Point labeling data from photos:
────────────────────

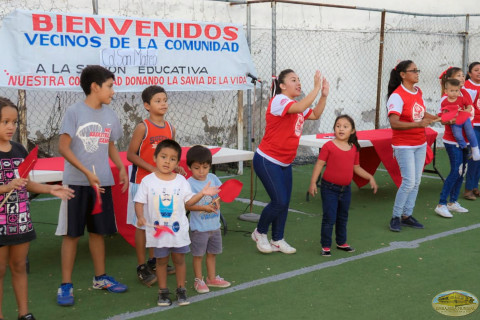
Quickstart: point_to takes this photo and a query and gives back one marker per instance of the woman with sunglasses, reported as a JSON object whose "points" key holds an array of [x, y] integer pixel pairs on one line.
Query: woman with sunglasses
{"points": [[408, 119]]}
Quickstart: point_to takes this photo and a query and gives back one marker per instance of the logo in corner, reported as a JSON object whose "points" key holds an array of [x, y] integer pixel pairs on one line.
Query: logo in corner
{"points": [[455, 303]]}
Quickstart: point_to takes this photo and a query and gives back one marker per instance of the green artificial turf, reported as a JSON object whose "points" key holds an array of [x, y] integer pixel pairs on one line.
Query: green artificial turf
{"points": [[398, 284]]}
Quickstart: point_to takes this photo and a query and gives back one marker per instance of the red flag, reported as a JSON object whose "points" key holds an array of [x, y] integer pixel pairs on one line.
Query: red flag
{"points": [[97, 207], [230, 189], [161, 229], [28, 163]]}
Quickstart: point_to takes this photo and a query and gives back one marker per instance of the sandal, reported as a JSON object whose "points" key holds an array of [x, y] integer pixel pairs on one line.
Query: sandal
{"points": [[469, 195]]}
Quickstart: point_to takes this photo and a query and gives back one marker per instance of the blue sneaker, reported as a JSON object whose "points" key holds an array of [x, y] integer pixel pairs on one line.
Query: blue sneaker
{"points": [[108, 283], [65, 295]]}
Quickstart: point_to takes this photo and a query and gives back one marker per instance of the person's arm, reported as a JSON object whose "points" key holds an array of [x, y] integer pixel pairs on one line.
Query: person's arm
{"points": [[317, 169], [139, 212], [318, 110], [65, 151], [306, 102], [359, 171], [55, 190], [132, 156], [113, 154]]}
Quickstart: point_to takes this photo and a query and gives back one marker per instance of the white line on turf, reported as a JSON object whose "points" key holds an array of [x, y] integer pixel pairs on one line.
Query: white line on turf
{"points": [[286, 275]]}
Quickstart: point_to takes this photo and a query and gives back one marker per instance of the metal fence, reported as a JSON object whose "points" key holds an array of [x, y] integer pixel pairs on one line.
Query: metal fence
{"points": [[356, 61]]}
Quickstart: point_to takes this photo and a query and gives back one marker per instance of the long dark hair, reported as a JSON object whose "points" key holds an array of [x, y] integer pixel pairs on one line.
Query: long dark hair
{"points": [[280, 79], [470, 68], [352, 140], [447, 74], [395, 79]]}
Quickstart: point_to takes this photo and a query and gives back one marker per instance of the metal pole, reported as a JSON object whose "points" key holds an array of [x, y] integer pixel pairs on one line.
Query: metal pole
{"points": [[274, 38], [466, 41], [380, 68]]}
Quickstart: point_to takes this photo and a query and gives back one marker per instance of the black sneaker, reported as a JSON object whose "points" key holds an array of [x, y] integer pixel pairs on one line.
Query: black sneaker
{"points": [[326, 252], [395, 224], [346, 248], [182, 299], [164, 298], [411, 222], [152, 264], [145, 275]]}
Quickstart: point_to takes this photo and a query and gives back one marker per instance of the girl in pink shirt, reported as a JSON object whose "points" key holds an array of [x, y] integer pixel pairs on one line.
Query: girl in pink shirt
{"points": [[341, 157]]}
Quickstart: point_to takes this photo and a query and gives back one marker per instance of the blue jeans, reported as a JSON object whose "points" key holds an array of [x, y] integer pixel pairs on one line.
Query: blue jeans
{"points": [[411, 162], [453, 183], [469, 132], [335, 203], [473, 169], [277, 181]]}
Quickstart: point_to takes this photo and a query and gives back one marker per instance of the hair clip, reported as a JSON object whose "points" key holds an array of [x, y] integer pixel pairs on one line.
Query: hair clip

────────────────────

### [Problem statement]
Please copy all of the lines above word for word, leaving out the pictures.

### [Finished task]
Quickstart: point_to takes this photo and a query and gives back one marker per instance of the woman with sunglasses, reported as a JSON object whose "points" key holds an array of [x, y] integer pixel pairs on one line.
Query: woman with sunglasses
{"points": [[408, 119]]}
Quickstart: point_to takes this photo and a query and gives back one marker per instance of the logo in corner, reported as a JSON object whose "points" key holds an array of [x, y] integer pixel pairs on one line.
Query: logo in corner
{"points": [[455, 303]]}
Quickstart: point_to takes this photo and a query and gives back one marker per instance of the green artificial turf, reported as a JSON object whose "points" key holds an array of [x, y] integer pixel pairs on one line.
Query: green artificial turf
{"points": [[398, 284]]}
Quickstart: point_to takes this photo and a query and gives back one marker per instance of the red flag, reported as a JSON object whose "points" key holds an array of [x, y] integer pixel pairs on one line.
Query: red flag
{"points": [[97, 207], [230, 189], [161, 229], [28, 163]]}
Quickstart: point_to takes this photo and a query and gives back one marker per instance of the sandal, reported as a JSON object whose "points" key holds an array of [x, y] integer pixel pairs on one line.
Query: sandal
{"points": [[469, 195]]}
Quickstart: point_to takes this photo and a query and gives back one marker per instance of the blue sneaker, reported as a JSON object whose "points" key holds an array of [x, y] integer pixel pairs on one line.
Query: blue sneaker
{"points": [[108, 283], [65, 295]]}
Quickstart: point_to takes this photo and a query and gives back one marker per instance of the person's arm, reported as a JSON object whose "points" key holds an array of [x, y] integer pixel pairs on one line.
Query: person's arm
{"points": [[317, 169], [139, 212], [318, 110], [65, 151], [306, 102], [359, 171], [55, 190], [132, 156], [113, 154]]}
Quickstart: point_to takes this photo and a query and gives back one marker per instance of the white line on turf, reported as a JSON object whose "points" key holds an array of [x, y] integer pixel pairs on one line.
Query: white line on turf
{"points": [[286, 275]]}
Quickstart: point_to takes this photo and a query and gives back one marker per instance of the metal fence, reported as a JSON object whose "points" key holds an array of [x, y] integer pixel pairs on one line.
Query: metal fence
{"points": [[356, 61]]}
Quickstart: point_to takes this photo and a query and gives back one marker per instance of the long dark hair, reported as a JSON object whose "points" key holds an array of [x, y] integer pixel pairs on one line.
Query: long dark hair
{"points": [[280, 79], [470, 68], [352, 140], [447, 74], [395, 79]]}
Quickstart: point_to takes this photo and a query and gives back one marker per instance of the metal pole, reported as a JSON object whose "points" key holds an array of [x, y] integer pixel pairs on one line.
Query: metal pole
{"points": [[274, 38], [466, 41], [380, 68]]}
Quickstart: point_to takes this photo and a query and gives back one marker per instance of the black sneaker, reported as a JSON object whose "points" key holds an array of [x, y] integer pixel pairs on one line.
Query: black sneaker
{"points": [[326, 252], [395, 224], [346, 248], [182, 299], [164, 298], [411, 222], [152, 264], [145, 275]]}
Quickstart: point_to takes this photo and a query and gives back one marker per instance of the girl in pink shirt, reported as a JSON object whose "points" key holds an array of [x, y] integer pixel pairs on one line.
Query: girl in pink shirt
{"points": [[341, 157]]}
Quickstart: point_to takes this photo and a query and gives back one marker per instance of the blue jeans, reported as a JSON object whose "points" key holds an array of [x, y] integer pixel pairs on one line.
Query: blue jeans
{"points": [[411, 162], [453, 183], [469, 132], [335, 203], [473, 169], [277, 181]]}
Quickstart: point_to takes this photo and a query and gives back one marker per instance of the hair clip, reported as a JSON object whose "points" key holds an array of [x, y] integer pixel pairs on one line.
Query: hair clip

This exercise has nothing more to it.